• AIM OF THE TASK
Please print every line of the listing below verbatim, from the first line through the last.
■ ■ ■ ■ ■
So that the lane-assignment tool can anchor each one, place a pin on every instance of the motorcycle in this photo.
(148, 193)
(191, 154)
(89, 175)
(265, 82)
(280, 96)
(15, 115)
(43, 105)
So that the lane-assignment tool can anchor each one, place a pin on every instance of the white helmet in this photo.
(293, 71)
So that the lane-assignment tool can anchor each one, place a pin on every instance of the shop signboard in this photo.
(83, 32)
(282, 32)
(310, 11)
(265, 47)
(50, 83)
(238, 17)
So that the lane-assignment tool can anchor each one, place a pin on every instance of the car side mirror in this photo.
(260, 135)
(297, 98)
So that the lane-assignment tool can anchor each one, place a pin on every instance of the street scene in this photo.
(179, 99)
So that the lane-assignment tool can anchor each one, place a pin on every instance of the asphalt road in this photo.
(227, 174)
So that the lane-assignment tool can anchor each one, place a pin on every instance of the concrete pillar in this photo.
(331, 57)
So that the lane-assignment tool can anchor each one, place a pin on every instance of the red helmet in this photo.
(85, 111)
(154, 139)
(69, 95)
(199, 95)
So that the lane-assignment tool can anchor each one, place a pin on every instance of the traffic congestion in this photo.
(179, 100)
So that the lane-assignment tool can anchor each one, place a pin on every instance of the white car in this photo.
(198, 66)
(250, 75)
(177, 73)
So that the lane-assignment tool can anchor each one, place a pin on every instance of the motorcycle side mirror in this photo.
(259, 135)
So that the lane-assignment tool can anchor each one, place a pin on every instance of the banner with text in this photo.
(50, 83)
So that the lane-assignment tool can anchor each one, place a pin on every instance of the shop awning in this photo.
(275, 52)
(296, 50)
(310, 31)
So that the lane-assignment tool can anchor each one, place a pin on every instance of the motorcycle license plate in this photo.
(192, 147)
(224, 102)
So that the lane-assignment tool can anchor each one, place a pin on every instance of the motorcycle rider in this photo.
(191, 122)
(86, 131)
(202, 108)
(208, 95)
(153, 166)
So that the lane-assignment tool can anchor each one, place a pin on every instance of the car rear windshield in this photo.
■ ■ ■ ■ ■
• REPLY
So that the lane-assignment tool can anchor each one, place a pin on every instance of the motorcycle in this photo.
(148, 193)
(191, 154)
(89, 175)
(265, 82)
(280, 96)
(15, 115)
(43, 105)
So that the lane-assignment tool can anchor each one, place a pin on every instance of the white helmet in this photo.
(293, 71)
So that the lane-assignment tool can anchor each one, place a pin on every instance of the shop signboard in this photo.
(83, 32)
(282, 32)
(310, 11)
(265, 47)
(50, 83)
(238, 17)
So that the lane-assignment tool can anchor each one, place a pin on every instance of the car side mirror in this photo.
(260, 135)
(297, 98)
So that the lane-assignment tool can anchor each one, place a pin on every instance of the street scene in this photo.
(179, 99)
So that the lane-assignment tool can anchor each one, place a pin on every instance of the asphalt road in this photo.
(227, 174)
So that the lane-assignment tool can anchor each one, place a pin on every instance of the concrete pillar in this photo.
(331, 57)
So that the lane-assignment tool can anchor each one, place a pin on every instance of the red helmet in this photo.
(85, 111)
(154, 139)
(69, 95)
(199, 95)
So that the lane-assignment tool can anchor each one, place a pin on every instance of the traffic congestion in this photo.
(179, 100)
So that the lane-assignment tool can anchor each one, place a pin on every instance of the white car in this photo.
(198, 66)
(250, 75)
(177, 73)
So that the lane-assignment tool can anchor each one, place a pin on every instance of the motorcycle side mirror in this photo.
(259, 135)
So that the lane-assignment tool can anchor each one, place a pin on every instance of the banner with text in this photo.
(50, 83)
So that the lane-assignment tool can anchor each one, place a pin on every instance of the shop awning in this photo.
(275, 52)
(296, 50)
(310, 31)
So that the lane-assignment tool can anchor each one, place a pin on every instance of the motorcycle license plate in this photo.
(192, 147)
(224, 102)
So that the lane-assignment tool can anchor each one, place a pin on every instance of the motorcycle rider in this photo.
(191, 122)
(86, 131)
(202, 108)
(208, 95)
(153, 166)
So that the lane-assignment tool can anchor each one, place a pin on every instance of the car rear windshield in this photo.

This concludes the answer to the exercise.